◆ Consigne A ◆
Réduisez en une liste concise le paragraphe qui commence par « Comme s’il avait voulu rattraper », dans l’extrait sur The Apartments. Gardez-en les faits principaux.
◆ Consigne B ◆
D'après l'extrait sur The Apartments, chez quel label « Fête foraine » est-il réédité ?

◆ Extrait du document ◆
· · · · ·

The Apartments – Fête foraine

 The Apartments - Fête foraine

Comme s’il avait voulu rattraper une décennie perdue lors de laquelle il n’aura sorti qu’un seul album et une poignée de singles (tous essentiels, certes), les années 90 ont vu Peter Milton Walsh accélérer nettement le rythme. Se suivirent donc d’assez près “Drift” en 1993, “A Life Full of Farewells” en 1995 et “Apart” en 1997, avant un long silence finalement rompu ces dernières années, sur scène puis sur disque. Dans les interstices se glissèrent la réédition bienvenue de “The Evening Visits… and Stays for Years” en 1994, et le méconnu “Fête foraine” en 1996, qui nous occupe ici. A l’époque, il fallait commander ce CD au titre francophile en Australie, ce qui destinait l’objet aux fans les plus motivés – qui tiennent le disque en très haute estime. Une réédition en CD et vinyle chez Microcultures, au son toiletté et redesignée par le graphiste Pascal Blua, le rend enfin accessible à un plus large public.

· · · · ·

◆ Extraits d'enregistrements ◆
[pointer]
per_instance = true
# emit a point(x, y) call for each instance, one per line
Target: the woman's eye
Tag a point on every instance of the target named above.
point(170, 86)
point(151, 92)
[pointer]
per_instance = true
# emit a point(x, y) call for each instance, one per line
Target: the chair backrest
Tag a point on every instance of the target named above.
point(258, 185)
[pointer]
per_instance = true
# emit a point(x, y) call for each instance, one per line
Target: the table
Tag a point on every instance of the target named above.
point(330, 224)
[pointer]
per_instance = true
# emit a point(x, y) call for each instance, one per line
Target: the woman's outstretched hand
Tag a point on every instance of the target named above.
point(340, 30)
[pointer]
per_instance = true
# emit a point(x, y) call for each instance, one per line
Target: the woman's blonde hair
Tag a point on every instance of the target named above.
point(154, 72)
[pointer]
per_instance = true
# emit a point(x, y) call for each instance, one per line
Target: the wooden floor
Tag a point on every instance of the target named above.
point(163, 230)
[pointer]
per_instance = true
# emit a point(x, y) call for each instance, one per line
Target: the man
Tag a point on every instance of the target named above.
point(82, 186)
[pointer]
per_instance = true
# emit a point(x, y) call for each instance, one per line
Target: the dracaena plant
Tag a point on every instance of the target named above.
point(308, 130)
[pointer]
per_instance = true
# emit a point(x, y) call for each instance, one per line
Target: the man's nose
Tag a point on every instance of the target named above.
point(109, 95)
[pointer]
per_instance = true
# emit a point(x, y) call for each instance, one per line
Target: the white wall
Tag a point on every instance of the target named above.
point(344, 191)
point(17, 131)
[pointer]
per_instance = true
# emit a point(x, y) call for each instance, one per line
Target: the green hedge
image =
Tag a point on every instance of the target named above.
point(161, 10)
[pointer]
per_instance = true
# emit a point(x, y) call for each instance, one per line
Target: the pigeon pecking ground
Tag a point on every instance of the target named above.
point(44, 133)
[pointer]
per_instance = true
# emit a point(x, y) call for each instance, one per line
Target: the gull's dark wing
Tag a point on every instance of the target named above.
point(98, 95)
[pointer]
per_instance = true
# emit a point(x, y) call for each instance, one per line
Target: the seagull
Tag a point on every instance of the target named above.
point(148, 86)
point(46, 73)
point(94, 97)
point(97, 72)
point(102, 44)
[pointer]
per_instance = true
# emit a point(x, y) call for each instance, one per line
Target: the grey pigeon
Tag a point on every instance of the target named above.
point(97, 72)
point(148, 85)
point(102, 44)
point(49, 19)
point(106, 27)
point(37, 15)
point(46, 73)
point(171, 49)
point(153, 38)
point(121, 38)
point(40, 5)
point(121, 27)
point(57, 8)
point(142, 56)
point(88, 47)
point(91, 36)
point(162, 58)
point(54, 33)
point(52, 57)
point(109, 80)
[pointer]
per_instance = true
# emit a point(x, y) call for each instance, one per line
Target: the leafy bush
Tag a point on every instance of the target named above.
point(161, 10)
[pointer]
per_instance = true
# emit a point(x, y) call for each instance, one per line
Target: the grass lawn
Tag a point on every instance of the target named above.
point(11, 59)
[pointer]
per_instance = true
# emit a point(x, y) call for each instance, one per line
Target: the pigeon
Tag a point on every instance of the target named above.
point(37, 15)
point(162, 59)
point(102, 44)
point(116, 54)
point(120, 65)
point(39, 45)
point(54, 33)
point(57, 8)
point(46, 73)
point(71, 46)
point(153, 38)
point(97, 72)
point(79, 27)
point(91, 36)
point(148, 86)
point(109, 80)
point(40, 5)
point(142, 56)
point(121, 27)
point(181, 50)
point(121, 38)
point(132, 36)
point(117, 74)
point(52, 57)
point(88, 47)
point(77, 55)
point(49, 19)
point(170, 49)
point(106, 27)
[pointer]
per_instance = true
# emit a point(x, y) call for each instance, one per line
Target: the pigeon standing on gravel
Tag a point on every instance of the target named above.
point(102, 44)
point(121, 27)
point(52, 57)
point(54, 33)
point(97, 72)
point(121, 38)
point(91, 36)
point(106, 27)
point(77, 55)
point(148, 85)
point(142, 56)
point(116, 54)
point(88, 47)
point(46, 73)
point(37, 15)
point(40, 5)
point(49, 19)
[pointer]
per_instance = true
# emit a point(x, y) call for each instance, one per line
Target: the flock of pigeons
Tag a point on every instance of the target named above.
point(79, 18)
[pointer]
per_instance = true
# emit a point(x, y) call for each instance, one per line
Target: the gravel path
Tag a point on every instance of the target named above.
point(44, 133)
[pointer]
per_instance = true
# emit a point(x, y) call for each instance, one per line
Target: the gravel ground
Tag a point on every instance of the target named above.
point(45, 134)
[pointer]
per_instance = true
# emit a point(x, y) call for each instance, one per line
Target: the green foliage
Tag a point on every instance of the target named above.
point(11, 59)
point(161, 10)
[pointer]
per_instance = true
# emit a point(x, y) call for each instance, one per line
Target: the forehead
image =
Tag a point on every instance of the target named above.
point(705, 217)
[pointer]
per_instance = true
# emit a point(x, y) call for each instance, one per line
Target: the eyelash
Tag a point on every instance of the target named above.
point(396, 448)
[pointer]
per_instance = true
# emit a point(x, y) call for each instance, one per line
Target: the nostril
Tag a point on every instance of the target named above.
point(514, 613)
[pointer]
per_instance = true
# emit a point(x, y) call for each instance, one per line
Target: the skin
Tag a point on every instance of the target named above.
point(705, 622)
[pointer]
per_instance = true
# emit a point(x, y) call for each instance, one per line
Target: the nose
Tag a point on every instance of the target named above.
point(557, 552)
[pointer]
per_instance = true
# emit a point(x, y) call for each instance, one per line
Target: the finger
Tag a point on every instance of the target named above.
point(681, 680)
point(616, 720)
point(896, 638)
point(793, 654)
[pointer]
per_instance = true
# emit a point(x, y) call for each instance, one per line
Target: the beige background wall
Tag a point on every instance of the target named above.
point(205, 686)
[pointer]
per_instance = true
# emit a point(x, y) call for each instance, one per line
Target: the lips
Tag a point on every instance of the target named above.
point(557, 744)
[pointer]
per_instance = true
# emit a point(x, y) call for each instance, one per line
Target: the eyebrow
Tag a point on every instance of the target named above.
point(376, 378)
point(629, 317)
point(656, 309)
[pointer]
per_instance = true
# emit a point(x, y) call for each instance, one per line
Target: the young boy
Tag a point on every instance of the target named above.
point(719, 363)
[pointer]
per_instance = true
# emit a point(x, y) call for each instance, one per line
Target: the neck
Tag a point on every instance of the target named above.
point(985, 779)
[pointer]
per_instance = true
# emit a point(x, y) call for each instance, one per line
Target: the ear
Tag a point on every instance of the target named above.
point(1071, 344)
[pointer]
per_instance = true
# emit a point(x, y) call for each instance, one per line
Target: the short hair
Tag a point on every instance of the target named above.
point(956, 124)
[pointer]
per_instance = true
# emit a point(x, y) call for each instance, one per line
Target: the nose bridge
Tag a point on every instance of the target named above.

· · · · ·

◆ Réponse A ◆
- Peter Milton Walsh n'avait sorti qu'un album et quelques singles en une décennie. Dans les années 90, il accélère nettement le rythme.
- Albums : « Drift » (1993), « A Life Full of Farewells » (1995), « Apart » (1997). Un long silence suit, rompu ces dernières années, sur scène puis sur disque.
- Entre-temps paraissent la réédition de « The Evening Visits… and Stays for Years » (1994) et « Fête foraine » (1996).
- « Fête foraine » devait être commandé en Australie, ce qui le réservait aux fans les plus motivés, qui le tiennent en très haute estime.
- Microcultures le réédite en CD et en vinyle, avec un son toiletté et un nouveau design de Pascal Blua, ce qui le rend accessible à un plus large public.

◆ Réponse B ◆
Chez Microcultures.